[Opening Dataset records section]

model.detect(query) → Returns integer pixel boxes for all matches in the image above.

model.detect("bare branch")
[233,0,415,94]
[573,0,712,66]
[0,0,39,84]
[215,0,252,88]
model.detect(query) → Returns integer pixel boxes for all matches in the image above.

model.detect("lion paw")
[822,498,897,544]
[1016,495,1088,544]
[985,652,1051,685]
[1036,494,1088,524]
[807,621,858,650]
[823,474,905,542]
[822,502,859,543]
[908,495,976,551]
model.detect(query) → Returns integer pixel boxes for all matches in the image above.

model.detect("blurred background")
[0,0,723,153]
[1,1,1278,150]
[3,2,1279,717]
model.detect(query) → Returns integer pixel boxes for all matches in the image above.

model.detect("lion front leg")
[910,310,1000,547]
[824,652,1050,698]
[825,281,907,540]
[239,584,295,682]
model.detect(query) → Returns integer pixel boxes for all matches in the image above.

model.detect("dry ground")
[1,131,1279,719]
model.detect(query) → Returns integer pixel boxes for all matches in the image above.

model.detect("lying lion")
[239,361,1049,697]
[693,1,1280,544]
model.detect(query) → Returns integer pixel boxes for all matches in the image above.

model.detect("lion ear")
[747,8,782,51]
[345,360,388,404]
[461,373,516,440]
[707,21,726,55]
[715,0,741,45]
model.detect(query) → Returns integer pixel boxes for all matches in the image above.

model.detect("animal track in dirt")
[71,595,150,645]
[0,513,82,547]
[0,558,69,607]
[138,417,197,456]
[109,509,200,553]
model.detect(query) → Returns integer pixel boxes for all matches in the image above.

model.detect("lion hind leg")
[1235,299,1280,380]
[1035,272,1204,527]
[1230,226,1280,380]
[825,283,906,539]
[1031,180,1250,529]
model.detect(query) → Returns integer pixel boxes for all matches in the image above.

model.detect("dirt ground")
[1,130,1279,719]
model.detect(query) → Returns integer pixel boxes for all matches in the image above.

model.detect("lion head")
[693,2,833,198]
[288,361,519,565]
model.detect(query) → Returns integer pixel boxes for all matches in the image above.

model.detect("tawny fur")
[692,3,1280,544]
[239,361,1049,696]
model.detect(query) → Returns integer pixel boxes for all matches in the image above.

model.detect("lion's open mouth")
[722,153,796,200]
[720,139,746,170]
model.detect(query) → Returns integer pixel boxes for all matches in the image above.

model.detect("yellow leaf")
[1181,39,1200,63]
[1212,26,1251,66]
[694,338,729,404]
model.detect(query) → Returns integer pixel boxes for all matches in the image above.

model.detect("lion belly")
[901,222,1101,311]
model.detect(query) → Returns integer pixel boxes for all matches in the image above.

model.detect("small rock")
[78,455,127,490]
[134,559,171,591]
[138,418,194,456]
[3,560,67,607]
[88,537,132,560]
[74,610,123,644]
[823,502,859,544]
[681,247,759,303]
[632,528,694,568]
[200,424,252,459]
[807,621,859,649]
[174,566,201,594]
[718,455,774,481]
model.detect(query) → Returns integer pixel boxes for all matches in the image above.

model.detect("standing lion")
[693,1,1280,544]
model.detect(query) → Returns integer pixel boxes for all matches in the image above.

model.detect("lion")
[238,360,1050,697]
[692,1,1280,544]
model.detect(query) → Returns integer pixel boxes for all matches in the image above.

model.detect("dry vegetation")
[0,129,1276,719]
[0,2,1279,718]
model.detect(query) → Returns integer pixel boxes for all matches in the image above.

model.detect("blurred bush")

[Closing Dataset records section]

__What you should do__
Reproduce every line of the data exactly as it was written.

__Written answer__
model.detect(query) → Returns integer pixel boxes for all matches in the image above.

model.detect("bare branch")
[233,0,415,94]
[573,0,712,66]
[0,0,39,84]
[215,0,252,88]
model.detect(query) → Returns integer pixel boxes for all matches in the image above.

model.detect("lion paw")
[822,498,897,544]
[1016,495,1088,544]
[985,652,1051,685]
[1036,494,1088,524]
[807,621,858,650]
[823,474,905,542]
[822,502,859,543]
[908,495,976,551]
model.detect(query) → Returns integer pixel boxes for all matches in the image above.

model.detect("blurred background")
[0,0,723,153]
[1,1,1278,150]
[3,2,1279,717]
model.detect(query) → Returns integer pixel boxes for all matches in the image above.

model.detect("lion front leg")
[910,310,1000,547]
[824,652,1050,698]
[825,281,907,540]
[239,584,295,682]
model.detect(query) → Returns integer pixel boxes for all matches in the image above.

model.detect("dry ground")
[1,131,1279,719]
model.detect(query) → Returns integer pixel boxes for all matches in the image above.

model.detect("lying lion")
[239,361,1049,697]
[693,1,1280,544]
model.detect(query) → Returns integer pixel boxes for all matches in the image above.

model.detect("lion ear")
[747,8,782,51]
[345,360,388,404]
[461,373,516,440]
[707,21,726,55]
[715,0,741,45]
model.detect(query) → Returns integer pixel boxes for all matches in the image above.

model.detect("animal track in dirt")
[71,595,150,645]
[0,513,82,547]
[0,558,69,607]
[138,417,197,456]
[109,509,200,553]
model.detect(query) → Returns integer pixel boxes for all matches in the image above.

model.detect("lion hind leg")
[1235,299,1280,380]
[1035,272,1204,527]
[1230,226,1280,380]
[825,283,906,539]
[1031,180,1250,529]
model.detect(query) → Returns integer pixel boxes for all matches in the image above.

model.detect("dirt ground")
[1,130,1279,719]
model.detect(query) → Returns integer pixel boxes for all matches in the image above.

model.detect("lion head")
[693,2,833,198]
[288,361,519,565]
model.detect(query) → Returns integer pixel boxes for all matches in the image above.

model.detect("tawny fur")
[692,3,1280,544]
[239,361,1049,696]
model.detect(query) → Returns integer pixel boxes for all matches in the image above.

model.detect("lion's open mouth")
[722,153,796,200]
[720,139,746,170]
model.detect(query) → Returns integer pixel boxes for all matches in the image above.

model.detect("yellow leaf")
[1181,39,1200,63]
[1212,26,1251,66]
[694,338,729,404]
model.detect(query) → Returns integer pixel boxes for all matches in the image above.

model.detect("lion belly")
[901,222,1101,311]
model.detect(query) → Returns integer pixel boxes for all matches in the image above.

model.detect("small rock")
[78,455,127,490]
[134,559,171,591]
[138,418,194,456]
[3,560,67,607]
[88,537,132,560]
[74,610,123,644]
[823,502,859,544]
[681,247,759,303]
[632,528,694,568]
[200,424,252,459]
[807,621,859,649]
[174,566,201,594]
[718,455,774,481]
model.detect(query) → Returns integer pixel boxes for all matches in the image above.

model.detect("standing lion")
[693,1,1280,544]
model.detect(query) → Returns integer pixel boxes for all matches in the image above.

model.detect("lion")
[238,360,1050,697]
[692,1,1280,544]
model.detect(query) → Returns integer pixel boxes for all matches in the image above.

model.detect("dry vegetation")
[0,129,1276,719]
[0,2,1279,718]
model.detect(query) → Returns integer pixel boxes for all matches in the image above.

model.detect("blurred bush")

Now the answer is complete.